La prévention des AES repose de façon majeure sur l’adoption de procédures essentielles lors de l’acte technique de soin. En premier lieu, le respect des précautions standard est à l’évidence incontournable, incluant l’hygiène des mains et le port des équipements de protection individuelle (EPI) (gants, masque et lunettes de protection) qui agissent comme une barrière physique aux projections. Les gants permettent, par un principe d’essuyage, de limiter le potentiel inoculum viral en cas de piqûre.
L’organisation du plateau de soins revêt également une importance cruciale, le risque de survenue d’un AES, pour l’opérateur comme pour son assistant (e), étant majoré avec un plateau de soin mal organisé (figure 2).
Une attention particulière doit enfin être portée aux dispositifs et objets piquants, coupants ou tranchants (OPCT). Les éléments à usage unique doivent être désadaptés à l’aide d’une pince ou d’un système sécurisé adapté et éliminés immédiatement après leur utilisation dans un conteneur adéquat (figure 3). Les aiguilles d’anesthésie, en particulier, ne doivent jamais être recapuchonnées. L’utilisation de seringues avec tube de protection à usage unique peut être une alternative intéressante (figure 4).

※ ※ ※

:: Tâches et exercices ::
(1) Restituez le passage de l'extrait sur la prévention des AES qui va de "L’organisation du plateau" à "intéressante (figure 4).".
(2) Répondez à ces questions d'après l'extrait sur la prévention des AES :
(a) Quels équipements de protection individuelle sont cités ?
(b) Qu'est-ce qui majore le risque d'AES pour l'opérateur comme pour son assistant(e) ?
(c) Que ne faut-il jamais faire avec les aiguilles d'anesthésie ?
(3) Poursuivez l'extrait sur la prévention des AES à partir de sa dernière phrase.

Données d'ancrage d'expressions référentielles:
※ ※ ※

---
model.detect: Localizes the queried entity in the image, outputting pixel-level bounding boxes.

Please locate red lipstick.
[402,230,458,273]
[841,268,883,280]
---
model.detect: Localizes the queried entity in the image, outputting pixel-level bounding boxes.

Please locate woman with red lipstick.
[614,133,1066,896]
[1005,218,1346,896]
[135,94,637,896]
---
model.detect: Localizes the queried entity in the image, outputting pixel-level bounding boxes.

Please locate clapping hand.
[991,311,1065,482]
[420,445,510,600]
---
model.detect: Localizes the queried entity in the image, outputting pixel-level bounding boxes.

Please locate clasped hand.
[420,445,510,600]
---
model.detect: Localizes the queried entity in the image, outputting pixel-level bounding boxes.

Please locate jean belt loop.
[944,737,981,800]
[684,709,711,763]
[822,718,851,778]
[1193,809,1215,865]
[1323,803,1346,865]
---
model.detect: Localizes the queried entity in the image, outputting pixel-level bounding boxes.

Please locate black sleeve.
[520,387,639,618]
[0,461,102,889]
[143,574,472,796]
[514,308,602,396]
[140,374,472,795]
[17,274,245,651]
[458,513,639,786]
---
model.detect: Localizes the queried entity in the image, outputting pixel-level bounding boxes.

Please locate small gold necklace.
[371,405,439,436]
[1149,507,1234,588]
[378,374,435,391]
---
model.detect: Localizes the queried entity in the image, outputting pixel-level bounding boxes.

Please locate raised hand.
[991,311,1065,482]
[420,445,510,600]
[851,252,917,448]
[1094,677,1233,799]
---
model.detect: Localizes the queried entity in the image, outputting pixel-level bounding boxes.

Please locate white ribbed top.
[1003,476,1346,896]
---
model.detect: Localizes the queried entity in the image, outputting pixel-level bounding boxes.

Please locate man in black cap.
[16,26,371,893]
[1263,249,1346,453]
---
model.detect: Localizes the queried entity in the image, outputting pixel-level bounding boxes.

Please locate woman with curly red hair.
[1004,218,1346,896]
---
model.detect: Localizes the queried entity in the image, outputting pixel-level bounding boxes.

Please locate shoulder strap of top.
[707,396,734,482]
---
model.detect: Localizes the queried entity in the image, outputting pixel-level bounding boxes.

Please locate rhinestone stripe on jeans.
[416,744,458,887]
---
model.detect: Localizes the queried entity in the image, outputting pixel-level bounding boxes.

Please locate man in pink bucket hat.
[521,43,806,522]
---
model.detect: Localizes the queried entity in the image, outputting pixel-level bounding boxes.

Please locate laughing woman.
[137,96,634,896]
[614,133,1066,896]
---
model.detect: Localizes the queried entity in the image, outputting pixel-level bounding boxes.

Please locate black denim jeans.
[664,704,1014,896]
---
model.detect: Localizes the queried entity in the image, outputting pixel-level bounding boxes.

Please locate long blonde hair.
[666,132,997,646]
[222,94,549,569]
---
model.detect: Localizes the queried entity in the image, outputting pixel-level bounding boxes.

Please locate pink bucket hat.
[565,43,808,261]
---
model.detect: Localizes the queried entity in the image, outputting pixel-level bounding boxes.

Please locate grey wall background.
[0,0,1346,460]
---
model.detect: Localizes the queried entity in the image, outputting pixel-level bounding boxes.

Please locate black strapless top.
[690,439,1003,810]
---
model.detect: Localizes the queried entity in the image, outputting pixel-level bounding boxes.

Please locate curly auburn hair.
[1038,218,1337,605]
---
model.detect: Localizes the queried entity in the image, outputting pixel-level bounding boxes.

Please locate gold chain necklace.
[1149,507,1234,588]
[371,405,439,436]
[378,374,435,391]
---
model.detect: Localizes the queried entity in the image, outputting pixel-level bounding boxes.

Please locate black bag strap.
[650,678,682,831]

※ ※ ※

:: Résultats par tâche ::
(1)
L’organisation du plateau de soins revêt également une importance cruciale, le risque de survenue d’un AES, pour l’opérateur comme pour son assistant (e), étant majoré avec un plateau de soin mal organisé (figure 2).
Une attention particulière doit enfin être portée aux dispositifs et objets piquants, coupants ou tranchants (OPCT). Les éléments à usage unique doivent être désadaptés à l’aide d’une pince ou d’un système sécurisé adapté et éliminés immédiatement après leur utilisation dans un conteneur adéquat (figure 3). Les aiguilles d’anesthésie, en particulier, ne doivent jamais être recapuchonnées. L’utilisation de seringues avec tube de protection à usage unique peut être une alternative intéressante (figure 4).

(2)
(a) Les gants, le masque et les lunettes de protection.
(b) Un plateau de soin mal organisé.
(c) Les recapuchonner.

(3)
• Dans la mesure où la mémoire humaine est faillible en période de stress, nous rappellerons brièvement les points essentiels, pour agir vite et bien !
• Un affichage parfaitement visible sur la conduite à tenir doit être présent dans les zones de soins et de stérilisation. La responsabilité de cet affichage incombe à l’employeur [2].
Le suivi de la check-list issue d’une instruction interministérielle de 2019 résumée ci-dessous [7] (figure 5).
Si piqûre-coupure percutanée :
– ne jamais faire saigner ;
– nettoyer immédiatement à l’eau et au savon doux ;
– rincer abondamment ;
– réaliser l’antisepsie par trempage au moins 5 minutes dans le Dakin ou de l’alcool à 70 °.
Si projection sur les muqueuses (œil) :
– rincer abondamment à l’eau courante ou au sérum physiologique au moins 5 minutes.
Contacter le référent médical AES ou les urgences, dans les plus brefs délais, de préférence dans les 4 heures, pour évaluer le risque infectieux et si nécessaire débuter une éventuelle chimio-prophylaxie. Il faut également demander au patient source, après son accord, de pratiquer les sérologies VIH, VHB et VHC.
• L’employé doit déclarer l’accident de travail dans les 24 heures à la CPAM.
• L’employeur doit déclarer l’accident à la CPAM dans les 48 heures (joindre le certificat médical initial).
• Le praticien libéral doit déclarer l’accident à son assureur aussi dans les 48 heures.
Assurer un suivi clinique et sérologique de la victime.
Analyse des causes de l’accident et mise en place des actions correctives et préventives.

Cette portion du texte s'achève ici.